选定摘录 ::
### 端到端示例

In [3]:
import sentencepiece as spm

# 用红楼梦.txt训练一个sentencepiece模型，模型前缀model_prefix=meng, 会生成meng.model, meng.vocab.
# meng.vocab仅仅是一个参考，在分词中并未使用。
spm.SentencePieceTrainer.train('--input=VexRiscv.v --model_prefix=verilog --vocab_size=512')

# 实例化一个分词实例，然后加载训练好的meng.model
sp = spm.SentencePieceProcessor()
sp.load('verilog.model')

# encode: text => id
print(sp.encode_as_pieces('module Vexriscv'))
print(sp.encode_as_ids('module Vexriscv'))

# decode: id => text
print(sp.decode_pieces(['▁', 'module', '▁', 'V', 'ex', 'r', 'isc', 'v']))
print(sp.decode_ids([4, 481, 4, 501, 23, 510, 438, 421]))

['▁', 'module', '▁', 'V', 'ex', 'r', 'isc', 'v']
[4, 481, 4, 501, 23, 510, 438, 421]
module Vexriscv
module Vexriscv


sentencepiece_trainer.cc(177) LOG(INFO) Running command: --input=VexRiscv.v --model_prefix=verilog --vocab_size=512
sentencepiece_trainer.cc(77) LOG(INFO) Starts training with : 
trainer_spec {
  input: VexRiscv.v
  input_format: 
  model_prefix: verilog
  model_type: UNIGRAM
  vocab_size: 512
  self_test_sample_size: 0
  character_coverage: 0.9995
  input_sentence_size: 0
  shuffle_input_sentence: 1
  seed_sentencepiece_size: 1000000
  shrinking_factor: 0.75
  max_sentence_length: 4192
  num_threads: 16
  num_sub_iterations: 2
  max_sentencepiece_length: 16
  split_by_unicode_script: 1
  split_by_number: 1
  split_by_whitespace: 1
  split_digits: 0
  pretokenization_delimiter: 
  treat_whitespace_as_suffix: 0
  allow_whitespace_only_pieces: 0
  required_chars: 
  byte_fallback: 0
  vocabulary_output_piece_score: 1
  train_extremely_large_corpus: 0
  hard_vocab_limit: 1
  use_all_vocab: 0
  unk_id: 0
  bos_id: 1
  eos_id: 2
  pad_id: -1
  unk_piece: <unk>
  bos_piece: <s>
  eos_piece: 

In [6]:
# 返回 vocab size
print(f"词表大小={sp.get_piece_size()}")

print(sp.encode_as_ids("reg"))
# id <=> piece conversion
print(sp.id_to_piece(77))
print(sp.piece_to_id('reg'))

# id=0的位置留着给UNK token, 可对其进行修改
print(sp.piece_to_id('__MUST_BE_UNKNOWN__'))

# 控制符 unk, <s>, </s> 默认id对应（0,1,2）
for id in range(3):
      print(sp.id_to_piece(id), sp.is_control(id))

已知信息 ::
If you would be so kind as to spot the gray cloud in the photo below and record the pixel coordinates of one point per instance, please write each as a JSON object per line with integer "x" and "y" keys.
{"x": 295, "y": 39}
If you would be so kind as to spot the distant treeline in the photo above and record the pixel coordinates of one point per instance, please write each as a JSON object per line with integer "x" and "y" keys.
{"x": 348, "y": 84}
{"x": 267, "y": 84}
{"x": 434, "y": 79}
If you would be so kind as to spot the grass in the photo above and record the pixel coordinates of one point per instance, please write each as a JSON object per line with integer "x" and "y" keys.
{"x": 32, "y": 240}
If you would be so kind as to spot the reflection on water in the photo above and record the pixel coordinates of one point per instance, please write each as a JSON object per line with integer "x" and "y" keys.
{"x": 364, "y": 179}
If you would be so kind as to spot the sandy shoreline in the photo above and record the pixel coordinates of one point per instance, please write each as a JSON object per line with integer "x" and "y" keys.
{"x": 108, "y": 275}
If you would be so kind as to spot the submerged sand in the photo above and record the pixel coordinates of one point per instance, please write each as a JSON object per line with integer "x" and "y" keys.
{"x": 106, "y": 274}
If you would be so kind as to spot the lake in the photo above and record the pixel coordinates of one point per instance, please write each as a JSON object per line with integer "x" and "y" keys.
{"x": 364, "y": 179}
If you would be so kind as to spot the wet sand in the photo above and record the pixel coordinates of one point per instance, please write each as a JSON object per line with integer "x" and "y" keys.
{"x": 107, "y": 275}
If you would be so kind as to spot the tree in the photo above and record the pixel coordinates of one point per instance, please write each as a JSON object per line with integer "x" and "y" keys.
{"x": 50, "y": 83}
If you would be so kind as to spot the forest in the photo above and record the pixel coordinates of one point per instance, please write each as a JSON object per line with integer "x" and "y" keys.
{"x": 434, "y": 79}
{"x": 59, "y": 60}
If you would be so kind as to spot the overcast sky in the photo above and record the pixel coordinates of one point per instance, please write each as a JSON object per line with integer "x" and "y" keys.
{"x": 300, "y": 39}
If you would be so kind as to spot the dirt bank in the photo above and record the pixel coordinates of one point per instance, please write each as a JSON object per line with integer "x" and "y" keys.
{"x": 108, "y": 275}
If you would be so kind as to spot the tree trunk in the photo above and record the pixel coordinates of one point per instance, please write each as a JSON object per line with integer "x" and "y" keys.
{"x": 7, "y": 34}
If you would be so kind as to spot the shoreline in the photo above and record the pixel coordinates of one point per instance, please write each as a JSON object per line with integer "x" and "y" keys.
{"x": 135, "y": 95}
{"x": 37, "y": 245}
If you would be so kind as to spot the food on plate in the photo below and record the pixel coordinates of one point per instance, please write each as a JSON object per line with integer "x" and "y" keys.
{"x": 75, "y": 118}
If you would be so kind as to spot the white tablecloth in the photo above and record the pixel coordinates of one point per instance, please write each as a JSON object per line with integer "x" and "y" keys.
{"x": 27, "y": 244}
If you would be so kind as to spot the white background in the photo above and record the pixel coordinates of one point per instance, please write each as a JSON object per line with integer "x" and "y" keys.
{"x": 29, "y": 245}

待解问题 ::
在这段 SentencePiece 示例的训练日志里，model_type 的值是什么？

输出结果 ::
UNIGRAM